● **SHORT EXERCISE**: Take the line that contains "# test: point at every instance of the man" and every line after it in the material below, and quote them exactly.

Point-based annotation data

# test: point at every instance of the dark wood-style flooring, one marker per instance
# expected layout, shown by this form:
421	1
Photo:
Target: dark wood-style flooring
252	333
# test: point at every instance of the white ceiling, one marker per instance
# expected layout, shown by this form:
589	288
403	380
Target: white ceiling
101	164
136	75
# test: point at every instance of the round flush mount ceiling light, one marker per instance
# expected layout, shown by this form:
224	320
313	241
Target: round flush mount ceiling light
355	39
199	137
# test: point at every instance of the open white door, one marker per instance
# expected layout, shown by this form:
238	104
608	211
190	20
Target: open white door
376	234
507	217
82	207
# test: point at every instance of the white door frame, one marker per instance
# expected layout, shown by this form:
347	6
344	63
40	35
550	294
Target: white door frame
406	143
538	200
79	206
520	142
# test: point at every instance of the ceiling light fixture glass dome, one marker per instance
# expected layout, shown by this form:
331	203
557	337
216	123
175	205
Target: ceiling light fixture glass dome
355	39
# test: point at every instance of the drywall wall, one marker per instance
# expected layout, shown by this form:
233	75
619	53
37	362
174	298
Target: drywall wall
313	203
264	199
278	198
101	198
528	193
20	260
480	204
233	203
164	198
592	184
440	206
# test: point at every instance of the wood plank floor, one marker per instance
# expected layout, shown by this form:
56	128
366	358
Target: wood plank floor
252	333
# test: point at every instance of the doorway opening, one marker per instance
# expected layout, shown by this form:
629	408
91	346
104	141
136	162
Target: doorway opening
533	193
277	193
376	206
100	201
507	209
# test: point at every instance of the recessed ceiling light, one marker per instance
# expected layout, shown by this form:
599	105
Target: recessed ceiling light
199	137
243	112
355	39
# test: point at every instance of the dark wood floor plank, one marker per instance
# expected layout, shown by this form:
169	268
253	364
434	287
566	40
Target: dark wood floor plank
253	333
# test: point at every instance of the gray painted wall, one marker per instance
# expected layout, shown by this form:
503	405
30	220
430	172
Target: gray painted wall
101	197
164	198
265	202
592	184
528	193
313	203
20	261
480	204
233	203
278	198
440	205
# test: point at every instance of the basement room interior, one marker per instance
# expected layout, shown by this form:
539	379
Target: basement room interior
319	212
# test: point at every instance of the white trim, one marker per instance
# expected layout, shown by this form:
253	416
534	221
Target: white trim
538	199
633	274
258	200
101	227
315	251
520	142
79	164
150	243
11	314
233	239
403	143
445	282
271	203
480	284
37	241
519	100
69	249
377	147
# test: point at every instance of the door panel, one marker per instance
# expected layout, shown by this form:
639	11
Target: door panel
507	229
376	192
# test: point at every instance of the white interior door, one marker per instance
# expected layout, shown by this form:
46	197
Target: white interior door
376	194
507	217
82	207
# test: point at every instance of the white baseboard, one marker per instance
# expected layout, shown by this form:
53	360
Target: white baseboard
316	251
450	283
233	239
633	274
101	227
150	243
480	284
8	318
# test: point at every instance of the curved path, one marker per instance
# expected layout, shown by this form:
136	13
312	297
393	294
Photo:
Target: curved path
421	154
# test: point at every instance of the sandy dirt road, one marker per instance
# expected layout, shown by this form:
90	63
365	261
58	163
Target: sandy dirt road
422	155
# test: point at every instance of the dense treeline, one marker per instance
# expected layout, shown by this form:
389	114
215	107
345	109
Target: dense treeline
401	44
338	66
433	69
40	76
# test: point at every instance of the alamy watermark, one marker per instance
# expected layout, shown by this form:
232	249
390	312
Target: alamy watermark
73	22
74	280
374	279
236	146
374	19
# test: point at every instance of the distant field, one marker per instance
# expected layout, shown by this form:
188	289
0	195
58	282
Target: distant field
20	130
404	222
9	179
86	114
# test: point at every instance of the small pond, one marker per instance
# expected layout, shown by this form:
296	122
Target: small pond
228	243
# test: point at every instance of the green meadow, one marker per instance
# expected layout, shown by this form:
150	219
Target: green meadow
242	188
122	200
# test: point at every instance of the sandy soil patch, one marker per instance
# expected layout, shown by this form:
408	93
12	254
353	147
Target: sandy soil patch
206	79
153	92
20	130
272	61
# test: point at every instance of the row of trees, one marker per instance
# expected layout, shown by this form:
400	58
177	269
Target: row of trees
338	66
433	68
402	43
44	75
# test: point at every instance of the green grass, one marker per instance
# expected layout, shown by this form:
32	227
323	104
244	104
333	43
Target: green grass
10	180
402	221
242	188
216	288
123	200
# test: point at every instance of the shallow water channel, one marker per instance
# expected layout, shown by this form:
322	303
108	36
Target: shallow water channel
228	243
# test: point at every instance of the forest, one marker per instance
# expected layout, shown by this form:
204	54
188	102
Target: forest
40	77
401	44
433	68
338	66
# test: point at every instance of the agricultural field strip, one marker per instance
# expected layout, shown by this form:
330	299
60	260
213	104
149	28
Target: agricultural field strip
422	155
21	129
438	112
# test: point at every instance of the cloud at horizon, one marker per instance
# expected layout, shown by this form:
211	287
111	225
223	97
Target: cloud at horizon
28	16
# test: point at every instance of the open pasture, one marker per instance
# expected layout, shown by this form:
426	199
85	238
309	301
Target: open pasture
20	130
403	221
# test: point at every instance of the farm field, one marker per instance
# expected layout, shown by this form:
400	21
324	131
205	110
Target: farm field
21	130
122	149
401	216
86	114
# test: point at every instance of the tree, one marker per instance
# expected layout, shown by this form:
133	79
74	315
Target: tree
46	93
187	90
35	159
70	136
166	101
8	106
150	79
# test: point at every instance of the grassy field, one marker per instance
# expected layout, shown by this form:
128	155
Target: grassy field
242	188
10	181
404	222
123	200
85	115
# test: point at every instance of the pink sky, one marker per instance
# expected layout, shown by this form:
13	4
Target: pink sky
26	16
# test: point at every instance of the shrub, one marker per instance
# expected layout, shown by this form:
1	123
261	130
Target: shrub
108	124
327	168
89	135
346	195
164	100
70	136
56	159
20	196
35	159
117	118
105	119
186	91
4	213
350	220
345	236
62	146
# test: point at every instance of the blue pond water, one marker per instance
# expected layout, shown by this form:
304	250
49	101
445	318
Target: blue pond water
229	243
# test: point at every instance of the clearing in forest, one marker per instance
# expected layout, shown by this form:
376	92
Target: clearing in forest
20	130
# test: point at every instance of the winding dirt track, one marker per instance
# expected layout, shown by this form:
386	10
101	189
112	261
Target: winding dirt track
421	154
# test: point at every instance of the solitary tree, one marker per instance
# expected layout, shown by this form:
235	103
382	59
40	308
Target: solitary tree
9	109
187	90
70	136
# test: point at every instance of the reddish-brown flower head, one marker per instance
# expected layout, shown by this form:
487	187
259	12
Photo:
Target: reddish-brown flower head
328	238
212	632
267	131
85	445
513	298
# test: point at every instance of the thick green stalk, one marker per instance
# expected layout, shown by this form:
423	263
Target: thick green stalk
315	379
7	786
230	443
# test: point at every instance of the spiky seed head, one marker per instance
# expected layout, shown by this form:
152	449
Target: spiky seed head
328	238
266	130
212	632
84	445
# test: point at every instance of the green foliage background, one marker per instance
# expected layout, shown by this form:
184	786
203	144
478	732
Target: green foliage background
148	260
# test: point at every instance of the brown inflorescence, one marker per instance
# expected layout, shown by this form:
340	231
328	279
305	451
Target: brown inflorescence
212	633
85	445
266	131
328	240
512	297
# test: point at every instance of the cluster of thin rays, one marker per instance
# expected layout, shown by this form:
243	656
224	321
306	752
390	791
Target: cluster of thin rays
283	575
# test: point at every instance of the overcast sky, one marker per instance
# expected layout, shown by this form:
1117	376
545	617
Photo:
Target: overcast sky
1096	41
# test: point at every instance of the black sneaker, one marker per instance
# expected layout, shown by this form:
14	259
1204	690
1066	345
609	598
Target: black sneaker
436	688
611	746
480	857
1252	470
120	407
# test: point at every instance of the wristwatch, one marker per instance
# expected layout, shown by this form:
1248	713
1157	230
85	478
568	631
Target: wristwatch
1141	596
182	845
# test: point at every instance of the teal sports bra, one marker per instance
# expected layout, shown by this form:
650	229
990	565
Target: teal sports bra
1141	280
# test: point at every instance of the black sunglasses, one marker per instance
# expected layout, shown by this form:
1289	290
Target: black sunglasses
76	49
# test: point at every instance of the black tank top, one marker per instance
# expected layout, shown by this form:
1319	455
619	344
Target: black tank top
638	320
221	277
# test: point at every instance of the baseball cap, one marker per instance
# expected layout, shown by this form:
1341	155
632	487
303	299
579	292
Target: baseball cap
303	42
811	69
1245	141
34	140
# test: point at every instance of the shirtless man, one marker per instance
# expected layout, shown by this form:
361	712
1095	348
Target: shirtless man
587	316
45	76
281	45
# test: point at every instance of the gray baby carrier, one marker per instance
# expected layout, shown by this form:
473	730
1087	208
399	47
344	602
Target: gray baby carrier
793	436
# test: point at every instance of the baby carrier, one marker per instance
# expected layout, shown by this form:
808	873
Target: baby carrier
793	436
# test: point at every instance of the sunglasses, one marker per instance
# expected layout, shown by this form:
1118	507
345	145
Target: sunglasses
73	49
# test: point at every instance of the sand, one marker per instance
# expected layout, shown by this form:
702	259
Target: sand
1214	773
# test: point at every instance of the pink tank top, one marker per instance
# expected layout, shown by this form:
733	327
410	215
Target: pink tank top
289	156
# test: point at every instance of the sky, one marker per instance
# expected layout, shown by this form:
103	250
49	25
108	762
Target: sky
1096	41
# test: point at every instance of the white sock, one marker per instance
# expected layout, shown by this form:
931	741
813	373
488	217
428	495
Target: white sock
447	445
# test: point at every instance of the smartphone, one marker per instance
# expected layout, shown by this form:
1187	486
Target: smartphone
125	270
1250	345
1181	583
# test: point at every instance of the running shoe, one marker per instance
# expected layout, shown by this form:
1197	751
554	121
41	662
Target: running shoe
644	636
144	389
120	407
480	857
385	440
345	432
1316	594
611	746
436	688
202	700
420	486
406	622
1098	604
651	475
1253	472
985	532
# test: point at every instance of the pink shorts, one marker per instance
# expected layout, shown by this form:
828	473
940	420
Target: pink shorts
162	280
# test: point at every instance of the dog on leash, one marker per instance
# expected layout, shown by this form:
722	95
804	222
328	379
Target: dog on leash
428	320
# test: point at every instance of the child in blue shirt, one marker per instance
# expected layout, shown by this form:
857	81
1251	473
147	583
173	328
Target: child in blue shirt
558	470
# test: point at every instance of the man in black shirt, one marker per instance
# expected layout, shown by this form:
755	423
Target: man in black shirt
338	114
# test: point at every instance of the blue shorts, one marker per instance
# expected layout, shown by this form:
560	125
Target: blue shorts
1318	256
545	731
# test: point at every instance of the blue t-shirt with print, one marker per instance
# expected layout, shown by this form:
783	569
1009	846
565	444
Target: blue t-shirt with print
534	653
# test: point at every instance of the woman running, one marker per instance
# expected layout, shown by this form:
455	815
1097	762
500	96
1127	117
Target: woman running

● **RESPONSE TO THE TASK**:
# test: point at every instance of the man in black shirt, one marker per instance
# expected layout, shown by this form:
755	423
Target: man in black shirt
338	114
# test: point at every instance of the blue shorts, one marker per instance
# expected layout, shown by this form:
560	125
Target: blue shorts
1318	256
545	731
# test: point at every instance of the blue t-shirt with print, one marker per instance
# expected layout, shown by this form:
783	569
1009	846
565	444
Target: blue t-shirt with print
534	653
# test: point at every instance of the woman running, one marker per instance
# expected layout, shown by this form:
455	815
1097	762
500	96
1127	117
Target: woman running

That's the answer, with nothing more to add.